══ Records for the task ══
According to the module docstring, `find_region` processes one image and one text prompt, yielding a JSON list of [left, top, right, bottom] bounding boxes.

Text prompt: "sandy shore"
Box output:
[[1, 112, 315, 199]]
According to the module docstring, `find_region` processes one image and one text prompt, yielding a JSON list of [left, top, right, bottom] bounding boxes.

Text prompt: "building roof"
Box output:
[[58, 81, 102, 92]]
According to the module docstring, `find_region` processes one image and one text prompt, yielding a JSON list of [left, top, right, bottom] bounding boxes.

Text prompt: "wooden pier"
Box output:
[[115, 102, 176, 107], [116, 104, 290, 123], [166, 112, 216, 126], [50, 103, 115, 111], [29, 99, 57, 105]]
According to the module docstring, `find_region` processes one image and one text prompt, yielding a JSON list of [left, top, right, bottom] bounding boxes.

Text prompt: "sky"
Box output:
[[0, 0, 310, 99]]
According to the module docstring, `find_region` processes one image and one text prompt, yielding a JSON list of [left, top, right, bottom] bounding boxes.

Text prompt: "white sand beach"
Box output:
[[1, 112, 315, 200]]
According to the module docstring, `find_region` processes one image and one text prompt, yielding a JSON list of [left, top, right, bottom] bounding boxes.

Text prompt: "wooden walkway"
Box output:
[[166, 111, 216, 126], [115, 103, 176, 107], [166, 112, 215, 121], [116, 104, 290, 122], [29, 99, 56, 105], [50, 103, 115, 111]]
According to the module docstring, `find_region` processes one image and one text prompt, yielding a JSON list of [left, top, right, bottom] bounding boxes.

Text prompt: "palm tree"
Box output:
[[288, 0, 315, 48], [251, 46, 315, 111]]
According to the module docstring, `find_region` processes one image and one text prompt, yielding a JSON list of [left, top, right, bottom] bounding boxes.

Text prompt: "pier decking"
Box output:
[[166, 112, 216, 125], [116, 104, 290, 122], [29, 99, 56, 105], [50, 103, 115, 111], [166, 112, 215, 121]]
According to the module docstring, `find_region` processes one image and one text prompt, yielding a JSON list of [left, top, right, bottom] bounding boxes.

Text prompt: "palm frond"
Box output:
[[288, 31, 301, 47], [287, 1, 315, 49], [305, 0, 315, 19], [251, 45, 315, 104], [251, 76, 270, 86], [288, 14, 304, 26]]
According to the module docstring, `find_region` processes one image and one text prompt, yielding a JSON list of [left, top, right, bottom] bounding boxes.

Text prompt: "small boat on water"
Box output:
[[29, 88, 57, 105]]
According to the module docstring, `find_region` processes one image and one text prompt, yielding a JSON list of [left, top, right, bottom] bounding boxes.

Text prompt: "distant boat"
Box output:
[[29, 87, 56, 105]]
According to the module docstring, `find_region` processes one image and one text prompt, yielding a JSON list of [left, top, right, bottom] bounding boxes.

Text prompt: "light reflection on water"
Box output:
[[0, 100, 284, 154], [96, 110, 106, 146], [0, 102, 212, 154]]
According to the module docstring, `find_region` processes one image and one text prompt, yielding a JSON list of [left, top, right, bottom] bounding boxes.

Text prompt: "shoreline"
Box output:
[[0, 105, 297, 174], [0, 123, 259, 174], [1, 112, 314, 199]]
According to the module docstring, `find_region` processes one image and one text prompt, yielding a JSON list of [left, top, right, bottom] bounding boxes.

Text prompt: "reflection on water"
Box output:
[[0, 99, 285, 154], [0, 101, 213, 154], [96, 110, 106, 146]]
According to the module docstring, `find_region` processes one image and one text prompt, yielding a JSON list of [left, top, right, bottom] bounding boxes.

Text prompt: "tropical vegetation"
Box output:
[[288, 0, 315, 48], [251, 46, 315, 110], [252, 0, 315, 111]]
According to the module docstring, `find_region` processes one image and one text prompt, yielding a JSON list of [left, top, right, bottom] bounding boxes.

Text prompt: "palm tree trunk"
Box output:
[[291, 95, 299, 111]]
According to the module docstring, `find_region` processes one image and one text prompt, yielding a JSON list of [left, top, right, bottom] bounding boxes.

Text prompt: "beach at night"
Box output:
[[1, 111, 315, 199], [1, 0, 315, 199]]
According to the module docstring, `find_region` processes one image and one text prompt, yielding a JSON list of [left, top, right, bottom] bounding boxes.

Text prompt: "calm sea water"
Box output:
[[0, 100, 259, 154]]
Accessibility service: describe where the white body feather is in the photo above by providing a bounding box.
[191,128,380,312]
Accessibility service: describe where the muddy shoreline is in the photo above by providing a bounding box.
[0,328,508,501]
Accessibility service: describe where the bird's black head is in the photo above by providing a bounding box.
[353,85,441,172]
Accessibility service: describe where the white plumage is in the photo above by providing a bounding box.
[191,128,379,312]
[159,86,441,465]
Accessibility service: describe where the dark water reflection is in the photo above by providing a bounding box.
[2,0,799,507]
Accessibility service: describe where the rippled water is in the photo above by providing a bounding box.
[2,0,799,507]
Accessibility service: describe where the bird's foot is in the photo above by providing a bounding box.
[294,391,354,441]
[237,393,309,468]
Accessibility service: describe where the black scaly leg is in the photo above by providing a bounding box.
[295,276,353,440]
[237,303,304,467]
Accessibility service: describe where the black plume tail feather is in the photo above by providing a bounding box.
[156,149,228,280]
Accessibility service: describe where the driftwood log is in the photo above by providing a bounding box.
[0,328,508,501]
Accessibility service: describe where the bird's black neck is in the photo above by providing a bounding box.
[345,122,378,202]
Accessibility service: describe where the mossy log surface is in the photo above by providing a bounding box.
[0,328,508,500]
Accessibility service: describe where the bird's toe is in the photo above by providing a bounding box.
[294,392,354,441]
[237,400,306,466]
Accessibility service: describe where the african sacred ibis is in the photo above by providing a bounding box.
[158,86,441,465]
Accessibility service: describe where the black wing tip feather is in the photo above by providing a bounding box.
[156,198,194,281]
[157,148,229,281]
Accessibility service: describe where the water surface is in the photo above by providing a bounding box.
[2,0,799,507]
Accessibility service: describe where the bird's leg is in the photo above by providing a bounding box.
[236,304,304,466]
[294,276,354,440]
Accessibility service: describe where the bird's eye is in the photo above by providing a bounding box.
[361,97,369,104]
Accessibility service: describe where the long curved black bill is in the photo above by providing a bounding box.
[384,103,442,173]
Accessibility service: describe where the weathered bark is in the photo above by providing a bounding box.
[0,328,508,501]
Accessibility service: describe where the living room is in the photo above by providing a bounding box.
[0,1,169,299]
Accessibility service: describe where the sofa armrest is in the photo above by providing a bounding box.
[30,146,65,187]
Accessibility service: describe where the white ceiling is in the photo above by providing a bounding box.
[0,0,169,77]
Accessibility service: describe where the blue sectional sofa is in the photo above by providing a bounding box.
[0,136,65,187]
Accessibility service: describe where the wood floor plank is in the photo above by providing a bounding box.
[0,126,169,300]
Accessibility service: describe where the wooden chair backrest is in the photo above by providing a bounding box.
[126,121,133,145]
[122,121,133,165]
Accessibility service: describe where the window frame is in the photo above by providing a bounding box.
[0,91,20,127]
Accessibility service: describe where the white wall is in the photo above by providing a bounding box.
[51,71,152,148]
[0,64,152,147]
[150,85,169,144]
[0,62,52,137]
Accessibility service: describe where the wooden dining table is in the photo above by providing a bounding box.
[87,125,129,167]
═══
Directions for this task> Scan the lines above for the word "beach". Return each one that has it.

Exercise answer>
Text prompt: "white sand beach"
Text prompt: "beach at night"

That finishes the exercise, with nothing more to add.